*** TEXT UNDER STUDY ***

The accused assailant, 64-year-old James Kester, wanted revenge against the S.C. Department of Mental Health, which had treated his daughter, who died last year. Livingston had over 30 years of service as an administrative assistant for the department before she retired, but when Kester read her obituary, police said her funeral gave him an opportunity to carry out his sick plot.

John Montgomery, dean emeritus and professor at the University of South Carolina School of Law, was one of the 40 mourners standing at Livingston’s grave when Kester carried out his attack.

The State reports:

“The next thing I know, you hear this tremendous roar, and the car was coming right at us. … he just slammed on the accelerator,” said Montgomery, who was grazed by the car, cut but not seriously injured.

“Bodies started flying,” he said. “I do remember seeing my son being flipped up and landing on the hood of the car, crashing onto the windshield and then rolling off the other side as the car went by. My initial thought was ‘He’s been killed.’ I didn’t see my granddaughters.”

After Montgomery saw his son, John, 45, hit, and the car speeding by, he recalls “people yelling and screaming, people crying, ‘Help me.’… There must have been seven or eight people just lying around.”

One injured person, who had apparently been struck and carried by the car, was lying nearby, crying, “Help me get away. I’m afraid he’s going to run me over again.”

*** End of TEXT UNDER STUDY ***

[PROBLEMS TO WORK ON]
a. In the account of the graveside attack, how many years did Livingston serve the S.C. Department of Mental Health before she retired?
b. Reproduce the stretch of the graveside attack account from "The accused assailant, 64-year-old" through "out his attack.".
c. Write what comes next in the account of the graveside attack, picking up after its final sentence.
The listing is not needed for any of this work.

*** RECORDED INFORMATION ***

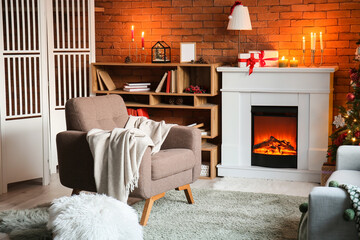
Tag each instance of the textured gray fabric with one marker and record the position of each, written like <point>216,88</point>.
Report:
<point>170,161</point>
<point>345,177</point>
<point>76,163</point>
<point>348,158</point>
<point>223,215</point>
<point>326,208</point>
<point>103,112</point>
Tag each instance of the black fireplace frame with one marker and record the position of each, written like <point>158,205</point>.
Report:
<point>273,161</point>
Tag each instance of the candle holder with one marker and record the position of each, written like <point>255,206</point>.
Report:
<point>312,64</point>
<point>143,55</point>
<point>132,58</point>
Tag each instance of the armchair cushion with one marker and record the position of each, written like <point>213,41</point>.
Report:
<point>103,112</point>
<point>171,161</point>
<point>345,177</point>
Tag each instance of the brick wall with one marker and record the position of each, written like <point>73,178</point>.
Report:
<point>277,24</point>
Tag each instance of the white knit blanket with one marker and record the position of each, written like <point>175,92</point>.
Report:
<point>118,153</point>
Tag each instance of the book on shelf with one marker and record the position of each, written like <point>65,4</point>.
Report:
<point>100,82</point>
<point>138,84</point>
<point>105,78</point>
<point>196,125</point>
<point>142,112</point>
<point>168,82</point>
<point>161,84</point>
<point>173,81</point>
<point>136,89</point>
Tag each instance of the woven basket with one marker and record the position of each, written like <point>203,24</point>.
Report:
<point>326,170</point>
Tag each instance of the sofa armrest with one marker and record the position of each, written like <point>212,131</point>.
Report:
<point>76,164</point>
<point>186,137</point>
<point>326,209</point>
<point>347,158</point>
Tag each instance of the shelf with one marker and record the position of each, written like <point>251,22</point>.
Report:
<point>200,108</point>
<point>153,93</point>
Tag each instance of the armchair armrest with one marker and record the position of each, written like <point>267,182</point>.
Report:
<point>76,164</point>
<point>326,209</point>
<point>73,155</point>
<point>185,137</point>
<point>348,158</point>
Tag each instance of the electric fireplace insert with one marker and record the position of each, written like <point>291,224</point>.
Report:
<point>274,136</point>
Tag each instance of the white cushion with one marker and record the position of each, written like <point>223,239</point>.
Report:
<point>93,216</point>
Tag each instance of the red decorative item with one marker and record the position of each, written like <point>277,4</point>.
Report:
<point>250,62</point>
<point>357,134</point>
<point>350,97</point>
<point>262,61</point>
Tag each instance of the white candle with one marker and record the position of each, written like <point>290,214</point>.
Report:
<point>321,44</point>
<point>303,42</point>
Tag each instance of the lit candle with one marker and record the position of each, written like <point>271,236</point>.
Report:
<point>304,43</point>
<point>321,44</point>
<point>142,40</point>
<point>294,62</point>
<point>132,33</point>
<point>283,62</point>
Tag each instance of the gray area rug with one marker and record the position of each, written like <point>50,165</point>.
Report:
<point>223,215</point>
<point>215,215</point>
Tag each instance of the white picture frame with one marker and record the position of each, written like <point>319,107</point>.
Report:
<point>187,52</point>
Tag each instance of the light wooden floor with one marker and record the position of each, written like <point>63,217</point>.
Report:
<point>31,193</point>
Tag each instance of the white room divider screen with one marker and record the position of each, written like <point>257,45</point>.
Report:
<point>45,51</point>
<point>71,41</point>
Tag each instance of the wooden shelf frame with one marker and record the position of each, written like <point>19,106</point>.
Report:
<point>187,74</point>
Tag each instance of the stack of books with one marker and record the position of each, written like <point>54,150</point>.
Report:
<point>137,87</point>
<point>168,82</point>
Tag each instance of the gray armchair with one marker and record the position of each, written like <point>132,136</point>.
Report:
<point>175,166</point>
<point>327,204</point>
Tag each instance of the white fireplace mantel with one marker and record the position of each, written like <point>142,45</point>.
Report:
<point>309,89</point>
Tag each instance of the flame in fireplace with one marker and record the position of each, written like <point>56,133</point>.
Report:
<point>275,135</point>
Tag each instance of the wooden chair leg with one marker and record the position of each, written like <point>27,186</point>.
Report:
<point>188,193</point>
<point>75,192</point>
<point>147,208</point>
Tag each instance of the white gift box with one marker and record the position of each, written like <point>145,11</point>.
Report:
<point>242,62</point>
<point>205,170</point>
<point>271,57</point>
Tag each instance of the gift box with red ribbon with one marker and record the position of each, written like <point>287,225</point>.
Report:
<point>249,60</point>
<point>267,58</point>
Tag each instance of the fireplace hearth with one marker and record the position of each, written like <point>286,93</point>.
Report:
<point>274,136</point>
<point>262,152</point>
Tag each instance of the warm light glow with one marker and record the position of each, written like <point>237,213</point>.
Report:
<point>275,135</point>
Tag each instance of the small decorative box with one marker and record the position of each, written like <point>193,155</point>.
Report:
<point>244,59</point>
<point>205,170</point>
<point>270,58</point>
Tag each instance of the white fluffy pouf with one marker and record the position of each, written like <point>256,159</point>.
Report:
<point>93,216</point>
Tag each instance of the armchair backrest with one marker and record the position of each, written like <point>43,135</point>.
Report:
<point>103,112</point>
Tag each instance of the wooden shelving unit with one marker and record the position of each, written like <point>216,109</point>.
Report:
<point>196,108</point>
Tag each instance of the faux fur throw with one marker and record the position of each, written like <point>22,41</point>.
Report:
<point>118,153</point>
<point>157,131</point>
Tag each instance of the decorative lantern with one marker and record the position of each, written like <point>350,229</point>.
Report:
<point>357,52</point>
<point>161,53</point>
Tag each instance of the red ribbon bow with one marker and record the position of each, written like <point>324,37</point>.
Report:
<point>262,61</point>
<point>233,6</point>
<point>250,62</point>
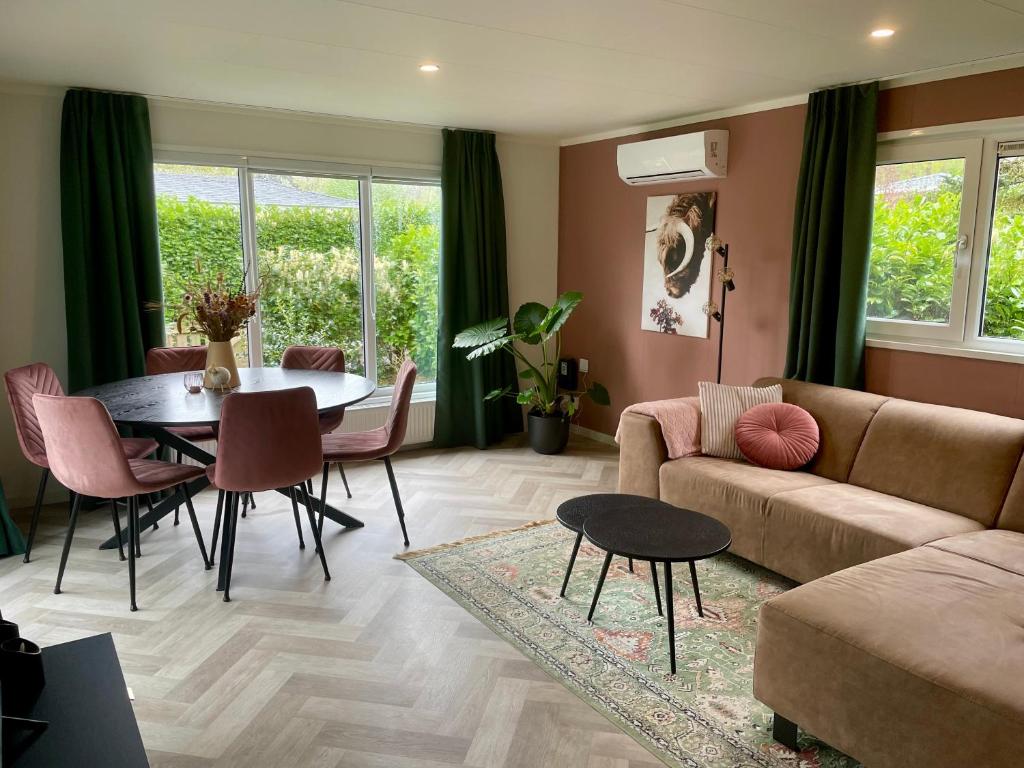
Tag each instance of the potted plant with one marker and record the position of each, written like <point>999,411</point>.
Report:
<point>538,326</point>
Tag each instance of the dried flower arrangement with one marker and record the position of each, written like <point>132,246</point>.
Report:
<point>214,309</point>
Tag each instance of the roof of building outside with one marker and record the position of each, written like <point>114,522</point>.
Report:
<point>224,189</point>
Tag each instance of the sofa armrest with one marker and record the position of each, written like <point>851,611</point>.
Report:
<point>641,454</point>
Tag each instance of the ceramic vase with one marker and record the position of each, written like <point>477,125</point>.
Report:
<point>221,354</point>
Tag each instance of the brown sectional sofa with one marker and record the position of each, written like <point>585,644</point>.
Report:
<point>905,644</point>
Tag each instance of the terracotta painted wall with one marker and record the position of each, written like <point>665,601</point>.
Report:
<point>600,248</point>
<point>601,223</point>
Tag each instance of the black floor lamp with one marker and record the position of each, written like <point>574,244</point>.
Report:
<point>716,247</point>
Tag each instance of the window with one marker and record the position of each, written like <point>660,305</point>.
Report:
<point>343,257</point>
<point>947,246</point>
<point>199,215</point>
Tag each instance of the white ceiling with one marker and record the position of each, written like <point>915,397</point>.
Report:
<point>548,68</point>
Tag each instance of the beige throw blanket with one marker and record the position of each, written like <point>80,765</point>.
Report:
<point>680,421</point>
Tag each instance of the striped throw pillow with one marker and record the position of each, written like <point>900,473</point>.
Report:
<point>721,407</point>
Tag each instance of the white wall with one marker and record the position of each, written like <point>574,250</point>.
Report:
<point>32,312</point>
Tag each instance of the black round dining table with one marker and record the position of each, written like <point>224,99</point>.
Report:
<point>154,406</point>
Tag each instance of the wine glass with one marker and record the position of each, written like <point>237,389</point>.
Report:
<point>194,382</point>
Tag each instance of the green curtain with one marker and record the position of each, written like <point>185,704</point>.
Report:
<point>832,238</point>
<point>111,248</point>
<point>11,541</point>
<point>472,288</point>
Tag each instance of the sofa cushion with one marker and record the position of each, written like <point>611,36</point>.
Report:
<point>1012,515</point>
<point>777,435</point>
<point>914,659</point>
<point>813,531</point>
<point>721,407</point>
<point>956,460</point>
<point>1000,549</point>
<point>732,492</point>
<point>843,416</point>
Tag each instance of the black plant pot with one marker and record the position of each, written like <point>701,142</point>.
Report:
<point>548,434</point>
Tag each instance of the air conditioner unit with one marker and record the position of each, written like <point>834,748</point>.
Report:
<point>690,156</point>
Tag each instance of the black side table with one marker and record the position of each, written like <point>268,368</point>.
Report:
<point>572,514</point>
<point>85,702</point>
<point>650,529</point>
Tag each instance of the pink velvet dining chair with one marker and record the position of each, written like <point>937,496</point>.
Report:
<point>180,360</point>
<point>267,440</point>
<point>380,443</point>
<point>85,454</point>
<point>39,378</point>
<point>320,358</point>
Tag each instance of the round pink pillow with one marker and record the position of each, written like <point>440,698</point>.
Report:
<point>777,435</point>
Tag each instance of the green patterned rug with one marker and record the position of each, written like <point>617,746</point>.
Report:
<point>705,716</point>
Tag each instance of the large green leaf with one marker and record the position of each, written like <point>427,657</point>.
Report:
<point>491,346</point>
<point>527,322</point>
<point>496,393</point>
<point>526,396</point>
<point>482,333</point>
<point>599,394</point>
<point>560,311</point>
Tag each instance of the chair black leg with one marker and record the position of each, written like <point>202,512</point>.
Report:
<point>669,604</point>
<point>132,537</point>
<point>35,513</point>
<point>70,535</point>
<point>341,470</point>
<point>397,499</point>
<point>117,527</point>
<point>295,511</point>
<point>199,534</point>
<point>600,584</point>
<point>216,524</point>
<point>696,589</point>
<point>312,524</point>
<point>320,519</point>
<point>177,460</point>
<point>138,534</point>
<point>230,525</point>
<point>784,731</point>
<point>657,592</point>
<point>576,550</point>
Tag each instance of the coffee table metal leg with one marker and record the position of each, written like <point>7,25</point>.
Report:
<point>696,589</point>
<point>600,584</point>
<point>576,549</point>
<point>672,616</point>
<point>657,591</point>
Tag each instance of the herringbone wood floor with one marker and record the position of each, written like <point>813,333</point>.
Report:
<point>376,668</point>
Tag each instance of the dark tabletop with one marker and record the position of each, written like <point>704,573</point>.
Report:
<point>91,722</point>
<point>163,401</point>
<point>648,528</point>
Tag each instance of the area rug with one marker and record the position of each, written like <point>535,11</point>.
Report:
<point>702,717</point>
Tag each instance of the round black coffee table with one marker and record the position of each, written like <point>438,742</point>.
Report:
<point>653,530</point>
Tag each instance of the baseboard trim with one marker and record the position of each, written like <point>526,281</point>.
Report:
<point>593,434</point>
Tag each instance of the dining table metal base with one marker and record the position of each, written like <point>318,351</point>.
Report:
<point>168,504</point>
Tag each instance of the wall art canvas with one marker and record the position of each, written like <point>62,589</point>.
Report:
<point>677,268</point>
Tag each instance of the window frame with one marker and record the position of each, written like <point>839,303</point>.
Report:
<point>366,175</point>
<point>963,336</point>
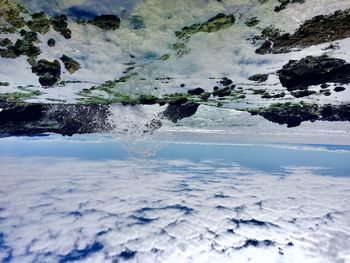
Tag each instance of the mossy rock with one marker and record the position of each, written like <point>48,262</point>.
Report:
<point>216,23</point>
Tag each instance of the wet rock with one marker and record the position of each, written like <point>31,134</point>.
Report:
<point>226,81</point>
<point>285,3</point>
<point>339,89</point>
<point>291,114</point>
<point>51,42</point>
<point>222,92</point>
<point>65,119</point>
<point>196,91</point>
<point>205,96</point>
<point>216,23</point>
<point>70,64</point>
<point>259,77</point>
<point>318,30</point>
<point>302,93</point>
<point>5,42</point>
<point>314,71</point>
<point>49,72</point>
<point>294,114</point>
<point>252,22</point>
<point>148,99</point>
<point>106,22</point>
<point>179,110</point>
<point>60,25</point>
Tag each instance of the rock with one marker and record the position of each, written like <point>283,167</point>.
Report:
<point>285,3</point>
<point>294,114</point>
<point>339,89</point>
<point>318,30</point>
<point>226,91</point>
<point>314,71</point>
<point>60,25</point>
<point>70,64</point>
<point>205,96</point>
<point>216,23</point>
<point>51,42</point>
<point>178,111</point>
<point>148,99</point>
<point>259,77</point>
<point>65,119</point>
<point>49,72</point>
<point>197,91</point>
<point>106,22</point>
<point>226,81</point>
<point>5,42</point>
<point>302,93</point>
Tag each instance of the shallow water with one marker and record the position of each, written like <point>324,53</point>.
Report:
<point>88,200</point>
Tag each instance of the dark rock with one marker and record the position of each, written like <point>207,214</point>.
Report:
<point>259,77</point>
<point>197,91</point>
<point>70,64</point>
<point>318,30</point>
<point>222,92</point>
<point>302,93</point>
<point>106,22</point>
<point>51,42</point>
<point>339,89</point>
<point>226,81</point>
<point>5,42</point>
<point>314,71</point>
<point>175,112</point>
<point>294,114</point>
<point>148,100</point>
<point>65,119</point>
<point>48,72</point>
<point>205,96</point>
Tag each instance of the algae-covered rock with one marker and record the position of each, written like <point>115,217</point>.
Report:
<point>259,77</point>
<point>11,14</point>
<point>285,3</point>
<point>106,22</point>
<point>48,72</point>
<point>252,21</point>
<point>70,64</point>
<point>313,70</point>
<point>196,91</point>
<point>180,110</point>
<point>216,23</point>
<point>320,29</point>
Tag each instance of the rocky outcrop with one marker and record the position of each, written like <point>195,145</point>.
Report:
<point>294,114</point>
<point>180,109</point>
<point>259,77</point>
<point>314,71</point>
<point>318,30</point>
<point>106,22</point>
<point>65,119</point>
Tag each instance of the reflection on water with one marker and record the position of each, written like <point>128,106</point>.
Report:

*** End of RECORDED INFORMATION ***

[ANSWERS TO EACH TASK]
a. She served over 30 years as an administrative assistant.

b.
The accused assailant, 64-year-old James Kester, wanted revenge against the S.C. Department of Mental Health, which had treated his daughter, who died last year. Livingston had over 30 years of service as an administrative assistant for the department before she retired, but when Kester read her obituary, police said her funeral gave him an opportunity to carry out his sick plot.

John Montgomery, dean emeritus and professor at the University of South Carolina School of Law, was one of the 40 mourners standing at Livingston’s grave when Kester carried out his attack.

c.
Montgomery said it looked like the bumper on Kester’s car had snagged in the ground, keeping the car from moving. But before that, it looked like Kester might circle around and come at them again.

Timmons said the woman “presented” the gun at the scene, where the accused assailant’s car had come to a stop amid the low-lying memorial tombstones and plaques.

Police and emergency medical technicians swarmed into the cemetery within two to three minutes, Montgomery said.

It wasn’t until the next day that Montgomery heard about the woman with the gun.

“That struck me as a good thing,” he said. “We all think perhaps she prevented something else, because if he had started up again, at least one of us was prepared.” And even though Kester’s car had stopped, people believed he might come at them again. “We had the same fear: that this might not be over.”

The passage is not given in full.